### Problem statement
Looking at the data below, report how many lines contain "chimney", with no other words.

### Information supplied
◆ ◆ ◆ ◆ ◆ ◆ ◆

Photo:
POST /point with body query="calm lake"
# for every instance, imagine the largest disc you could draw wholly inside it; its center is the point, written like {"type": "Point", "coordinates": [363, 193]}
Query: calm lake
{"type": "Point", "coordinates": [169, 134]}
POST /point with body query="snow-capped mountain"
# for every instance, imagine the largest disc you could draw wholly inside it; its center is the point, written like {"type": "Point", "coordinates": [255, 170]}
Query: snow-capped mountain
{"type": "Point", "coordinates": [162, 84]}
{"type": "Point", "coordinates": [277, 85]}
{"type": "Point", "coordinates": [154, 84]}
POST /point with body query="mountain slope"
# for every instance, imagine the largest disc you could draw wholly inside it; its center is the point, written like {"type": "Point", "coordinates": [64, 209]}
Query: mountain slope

◆ ◆ ◆ ◆ ◆ ◆ ◆

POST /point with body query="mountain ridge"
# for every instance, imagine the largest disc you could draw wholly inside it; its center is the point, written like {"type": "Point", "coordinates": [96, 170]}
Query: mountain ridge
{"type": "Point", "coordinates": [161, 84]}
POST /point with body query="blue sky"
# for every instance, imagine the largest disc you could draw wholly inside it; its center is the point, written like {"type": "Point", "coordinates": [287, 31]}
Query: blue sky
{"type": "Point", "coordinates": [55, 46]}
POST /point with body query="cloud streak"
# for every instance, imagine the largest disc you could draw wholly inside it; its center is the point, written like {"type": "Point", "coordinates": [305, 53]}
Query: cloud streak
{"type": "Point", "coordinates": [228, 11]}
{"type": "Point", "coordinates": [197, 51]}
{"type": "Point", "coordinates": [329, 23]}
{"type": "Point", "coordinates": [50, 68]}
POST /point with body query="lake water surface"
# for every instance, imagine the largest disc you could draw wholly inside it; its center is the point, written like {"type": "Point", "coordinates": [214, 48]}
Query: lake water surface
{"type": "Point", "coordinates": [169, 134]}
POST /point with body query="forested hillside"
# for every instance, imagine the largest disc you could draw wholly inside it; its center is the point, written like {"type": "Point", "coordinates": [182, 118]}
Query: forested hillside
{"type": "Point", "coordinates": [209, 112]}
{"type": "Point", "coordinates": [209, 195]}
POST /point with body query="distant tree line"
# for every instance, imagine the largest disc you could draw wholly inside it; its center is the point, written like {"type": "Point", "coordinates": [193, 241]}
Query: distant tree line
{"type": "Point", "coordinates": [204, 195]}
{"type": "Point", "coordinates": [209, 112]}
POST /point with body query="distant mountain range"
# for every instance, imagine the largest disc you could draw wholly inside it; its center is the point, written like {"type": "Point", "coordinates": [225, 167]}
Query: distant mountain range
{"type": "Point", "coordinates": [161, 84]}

◆ ◆ ◆ ◆ ◆ ◆ ◆

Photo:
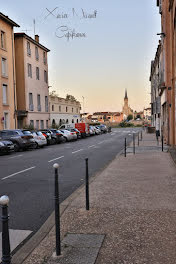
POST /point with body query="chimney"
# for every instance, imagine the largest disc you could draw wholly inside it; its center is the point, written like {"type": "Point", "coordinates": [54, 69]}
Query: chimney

◆ ◆ ◆ ◆ ◆ ◆ ◆

### Output of the task
2